INPUT FOR THIS TASK →

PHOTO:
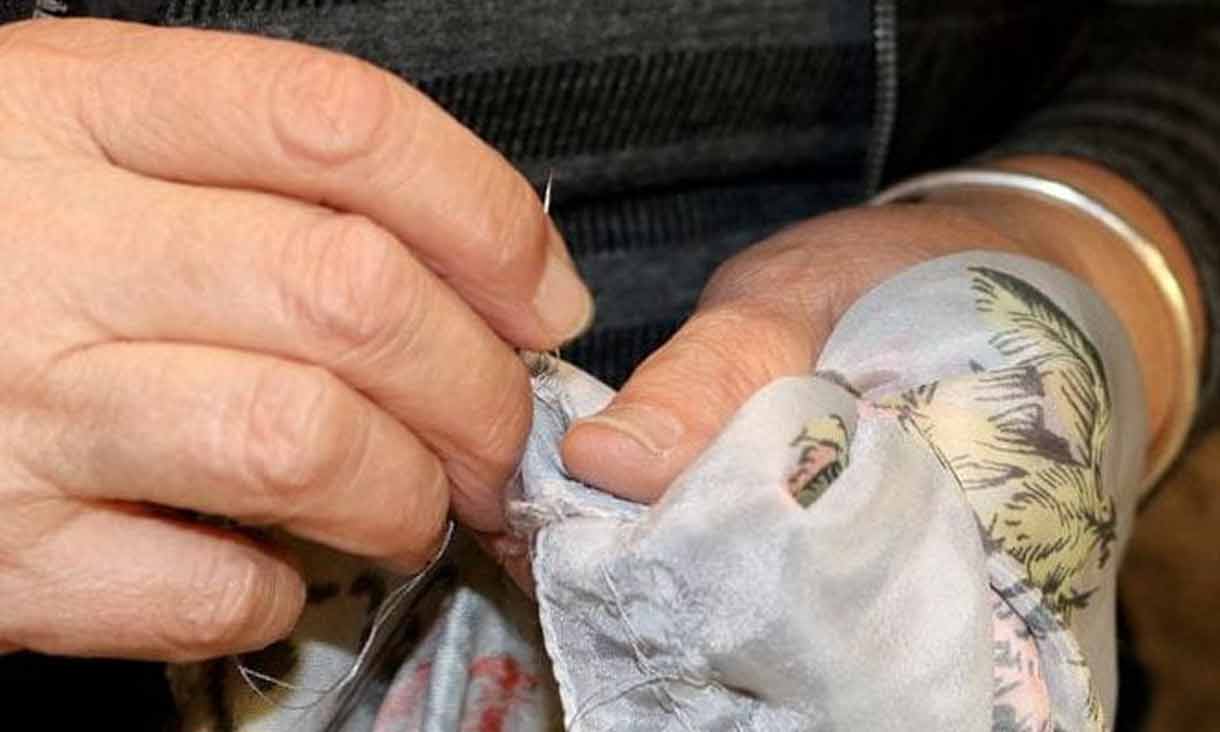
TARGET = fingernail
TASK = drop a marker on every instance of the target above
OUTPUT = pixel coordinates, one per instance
(654, 430)
(561, 300)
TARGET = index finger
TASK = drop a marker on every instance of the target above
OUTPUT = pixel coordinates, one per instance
(239, 111)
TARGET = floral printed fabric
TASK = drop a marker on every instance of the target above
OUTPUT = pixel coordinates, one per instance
(921, 536)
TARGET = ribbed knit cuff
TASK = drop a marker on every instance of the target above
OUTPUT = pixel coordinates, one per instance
(1147, 106)
(16, 10)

EXERCISE → Reproduce all of the items above verbatim, leaving the pictures out of your answer.

CORRECT RESPONSE →
PHOTO:
TARGET = fingernail
TASK = drop a marker on every instance of the target above
OUTPUT = pixel coordinates, one per instance
(654, 430)
(561, 300)
TARGET = index finger
TASK = drop a marker on every instance of the target above
OUTPUT = pixel coordinates, one per instance
(239, 111)
TARGET = floral printed fabric
TASK = drop a marker on every instance of the target above
OUTPUT = pixel coordinates, one per instance
(921, 536)
TARGET = ribbed knit cuff
TASK = drop a marker on every instance of the target above
OUTPUT = pixel coordinates, one per instance
(1147, 106)
(16, 10)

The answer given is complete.